::: Records for the task
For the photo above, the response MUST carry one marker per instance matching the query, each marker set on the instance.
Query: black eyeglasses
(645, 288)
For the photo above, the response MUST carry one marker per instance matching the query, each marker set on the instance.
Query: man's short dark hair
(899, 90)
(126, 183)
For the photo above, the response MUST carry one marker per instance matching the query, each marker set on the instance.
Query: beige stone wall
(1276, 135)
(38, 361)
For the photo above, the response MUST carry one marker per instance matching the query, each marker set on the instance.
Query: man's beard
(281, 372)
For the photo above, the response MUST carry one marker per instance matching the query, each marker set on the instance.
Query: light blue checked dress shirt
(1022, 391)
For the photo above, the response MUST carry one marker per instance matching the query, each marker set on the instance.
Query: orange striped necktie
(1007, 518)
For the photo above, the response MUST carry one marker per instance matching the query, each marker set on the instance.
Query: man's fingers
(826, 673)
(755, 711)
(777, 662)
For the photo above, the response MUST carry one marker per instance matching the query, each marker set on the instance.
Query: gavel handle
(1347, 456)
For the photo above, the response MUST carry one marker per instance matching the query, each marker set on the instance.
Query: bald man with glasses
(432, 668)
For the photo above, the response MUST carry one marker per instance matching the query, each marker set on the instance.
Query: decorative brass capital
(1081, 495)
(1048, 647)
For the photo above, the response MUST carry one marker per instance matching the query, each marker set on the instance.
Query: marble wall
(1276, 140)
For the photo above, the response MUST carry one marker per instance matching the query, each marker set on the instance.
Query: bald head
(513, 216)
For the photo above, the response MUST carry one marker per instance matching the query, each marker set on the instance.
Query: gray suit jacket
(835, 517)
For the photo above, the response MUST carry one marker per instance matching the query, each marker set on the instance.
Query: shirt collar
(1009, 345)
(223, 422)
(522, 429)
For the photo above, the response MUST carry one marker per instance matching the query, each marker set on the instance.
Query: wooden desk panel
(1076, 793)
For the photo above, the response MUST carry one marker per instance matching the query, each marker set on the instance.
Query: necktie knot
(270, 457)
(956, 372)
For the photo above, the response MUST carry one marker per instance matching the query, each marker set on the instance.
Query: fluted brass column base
::::::
Directive:
Reproduce the material in full, with no word added or dropped.

Result of the task:
For the photo above, the response MUST carry one marker per instance matching the query, each marker set on the instance.
Query: black eyeglasses
(645, 288)
For the photo above, the response MUST carry one marker per instance matching the query, each marker set on the instance.
Query: man's short dark hair
(899, 90)
(126, 183)
For the photo above, the response MUST carry one marker per instance matching the query, each marker set on the instance.
Query: beige stone wall
(1276, 135)
(38, 361)
For the photo above, the response MUST carry one marker per instance matching the query, each marker set on the instance.
Query: man's beard
(281, 372)
For the photo above, the response MUST carry one marker per instance matching the query, each marker set on the instance.
Query: light blue checked dress shirt
(1022, 391)
For the photo above, the response MUST carry one marker per instance matching the query, each marker set on the instance.
Query: orange striped necktie
(1007, 518)
For the photo above, the response MUST carry one marker per instance matching the query, each marker set on the instance.
Query: man's fingers
(826, 673)
(755, 711)
(777, 662)
For the photo above, the response MUST carry one marker per instance matching the query, each marker set on the instance.
Query: gavel handle
(1347, 456)
For the photo above, the response MUST carry one marker per instance matching the query, each marker set on the instance.
Query: bald man with glasses
(432, 668)
For the photo above, the response MUST carry one marker per instance matching the query, each marker set on the instance.
Query: decorative brass capital
(1081, 495)
(1048, 647)
For the photo above, the response MUST carry one marker per instance matching the query, each marker set on the instance.
Query: marble wall
(1276, 140)
For the photo above, the response MUST carry one marker per instance matching the query, each marker set on the instance.
Query: bald head
(513, 216)
For the photo above, the response MUST carry one marker per instance matching the query, each marker set on the instance.
Query: gray suit jacket
(835, 517)
For the photo above, the response MUST carry one marker per instance matching the query, each marker set on the instance.
Query: shirt collar
(1009, 345)
(223, 422)
(522, 429)
For the photo above, the response MUST carry one marker per instance matching the query, each marker set on the instance.
Query: wooden desk panel
(1076, 793)
For the photo above, the response MUST carry one marker per instance matching the query, each marker set on the instance.
Query: necktie knot
(270, 457)
(956, 372)
For the photo above, the response MUST carry one marker per instance matching the query, each marker set on the instance.
Query: fluted brass column base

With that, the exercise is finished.